> **To be done**:
Rewrite all the entries below as a single numbered list, one line per item, leaving out any blank lines.

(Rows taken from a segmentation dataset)
┄┄┄┄┄┄┄┄┄┄

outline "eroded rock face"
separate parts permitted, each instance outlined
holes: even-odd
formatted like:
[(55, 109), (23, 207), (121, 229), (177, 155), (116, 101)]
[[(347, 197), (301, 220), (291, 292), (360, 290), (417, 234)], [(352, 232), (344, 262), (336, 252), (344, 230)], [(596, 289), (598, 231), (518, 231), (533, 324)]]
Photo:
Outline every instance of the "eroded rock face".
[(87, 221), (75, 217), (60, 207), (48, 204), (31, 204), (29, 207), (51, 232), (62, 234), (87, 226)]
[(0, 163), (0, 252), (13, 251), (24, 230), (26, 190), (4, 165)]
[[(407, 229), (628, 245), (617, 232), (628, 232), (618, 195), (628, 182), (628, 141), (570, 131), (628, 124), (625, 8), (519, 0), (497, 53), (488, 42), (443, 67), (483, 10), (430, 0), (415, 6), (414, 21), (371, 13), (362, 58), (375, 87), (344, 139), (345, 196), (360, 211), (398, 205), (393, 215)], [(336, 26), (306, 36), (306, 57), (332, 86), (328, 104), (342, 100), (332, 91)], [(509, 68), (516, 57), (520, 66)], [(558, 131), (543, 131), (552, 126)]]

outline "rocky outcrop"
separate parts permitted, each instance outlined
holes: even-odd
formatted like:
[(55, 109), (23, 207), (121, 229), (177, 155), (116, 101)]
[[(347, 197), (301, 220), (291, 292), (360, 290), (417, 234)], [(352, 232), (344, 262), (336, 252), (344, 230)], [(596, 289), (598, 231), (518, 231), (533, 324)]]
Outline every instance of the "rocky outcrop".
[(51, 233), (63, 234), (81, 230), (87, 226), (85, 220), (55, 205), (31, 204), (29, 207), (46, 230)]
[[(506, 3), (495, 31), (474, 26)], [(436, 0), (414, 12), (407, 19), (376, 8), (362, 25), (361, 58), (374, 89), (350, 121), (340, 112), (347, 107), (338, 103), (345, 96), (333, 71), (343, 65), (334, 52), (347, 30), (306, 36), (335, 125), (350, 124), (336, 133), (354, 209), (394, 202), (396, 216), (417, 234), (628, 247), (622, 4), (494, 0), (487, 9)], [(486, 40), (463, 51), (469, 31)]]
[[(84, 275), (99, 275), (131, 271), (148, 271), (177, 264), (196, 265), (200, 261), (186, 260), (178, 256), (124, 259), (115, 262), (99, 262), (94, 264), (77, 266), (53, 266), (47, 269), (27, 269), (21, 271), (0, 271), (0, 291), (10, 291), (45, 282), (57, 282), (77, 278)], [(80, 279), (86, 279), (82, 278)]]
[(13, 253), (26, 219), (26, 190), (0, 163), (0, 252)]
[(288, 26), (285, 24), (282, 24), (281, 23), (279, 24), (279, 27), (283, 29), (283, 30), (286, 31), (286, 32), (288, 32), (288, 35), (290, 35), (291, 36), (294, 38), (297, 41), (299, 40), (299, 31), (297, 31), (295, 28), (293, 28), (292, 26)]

┄┄┄┄┄┄┄┄┄┄

> **Task output**:
1. outline "eroded rock face"
2. separate parts permitted, each instance outlined
3. holes: even-odd
4. formatted like:
5. [(55, 109), (23, 207), (121, 229), (177, 155), (116, 101)]
6. [[(347, 197), (301, 220), (291, 292), (360, 290), (417, 234)], [(352, 232), (344, 262), (336, 252), (344, 230)], [(596, 289), (598, 231), (518, 231), (533, 324)]]
7. Photo:
8. Outline every instance of the "eroded rock face".
9. [(87, 221), (75, 217), (60, 207), (48, 204), (31, 204), (29, 207), (51, 232), (62, 234), (87, 226)]
10. [(0, 163), (0, 252), (13, 251), (24, 230), (26, 190), (4, 165)]
11. [[(407, 229), (628, 245), (617, 232), (628, 232), (618, 195), (628, 182), (628, 141), (570, 131), (628, 124), (625, 8), (519, 0), (497, 53), (488, 42), (443, 67), (483, 10), (430, 0), (415, 6), (414, 21), (371, 13), (362, 58), (375, 87), (344, 139), (345, 196), (360, 211), (398, 205), (393, 215)], [(336, 26), (306, 36), (306, 57), (332, 86), (328, 104), (342, 100), (332, 91)], [(509, 68), (516, 57), (520, 66)], [(558, 131), (543, 131), (552, 126)]]
12. outline "rocky outcrop"
13. separate parts permitted, each instance outlined
14. holes: even-odd
15. formatted like:
16. [(55, 109), (23, 207), (121, 229), (177, 155), (116, 101)]
17. [[(347, 197), (301, 220), (291, 292), (360, 290), (417, 234)], [(352, 232), (344, 262), (336, 252), (344, 230)], [(596, 289), (598, 231), (518, 231), (533, 324)]]
18. Outline every instance of the "rocky outcrop".
19. [(51, 233), (63, 234), (81, 230), (87, 226), (85, 220), (55, 205), (31, 204), (29, 207), (46, 230)]
20. [[(506, 3), (495, 31), (474, 26)], [(436, 0), (414, 12), (407, 19), (376, 8), (362, 25), (361, 58), (374, 89), (350, 121), (340, 112), (347, 107), (338, 103), (345, 96), (333, 71), (343, 65), (334, 52), (347, 30), (306, 36), (335, 125), (350, 124), (336, 133), (354, 209), (394, 202), (396, 216), (417, 234), (628, 247), (622, 4), (494, 0), (487, 9)], [(486, 40), (463, 51), (469, 31)]]
21. [[(84, 275), (99, 275), (131, 271), (148, 271), (177, 264), (196, 265), (200, 261), (186, 260), (178, 256), (124, 259), (115, 262), (99, 262), (94, 264), (77, 266), (53, 266), (47, 269), (27, 269), (21, 271), (0, 271), (0, 291), (10, 291), (45, 282), (57, 282), (77, 278)], [(80, 279), (86, 279), (82, 278)]]
22. [(13, 253), (26, 219), (26, 190), (0, 163), (0, 252)]
23. [(288, 26), (285, 24), (282, 24), (281, 23), (279, 24), (279, 27), (283, 29), (283, 30), (286, 31), (286, 32), (288, 32), (288, 35), (290, 35), (291, 36), (294, 38), (297, 41), (299, 40), (299, 31), (297, 31), (295, 28), (293, 28), (292, 26)]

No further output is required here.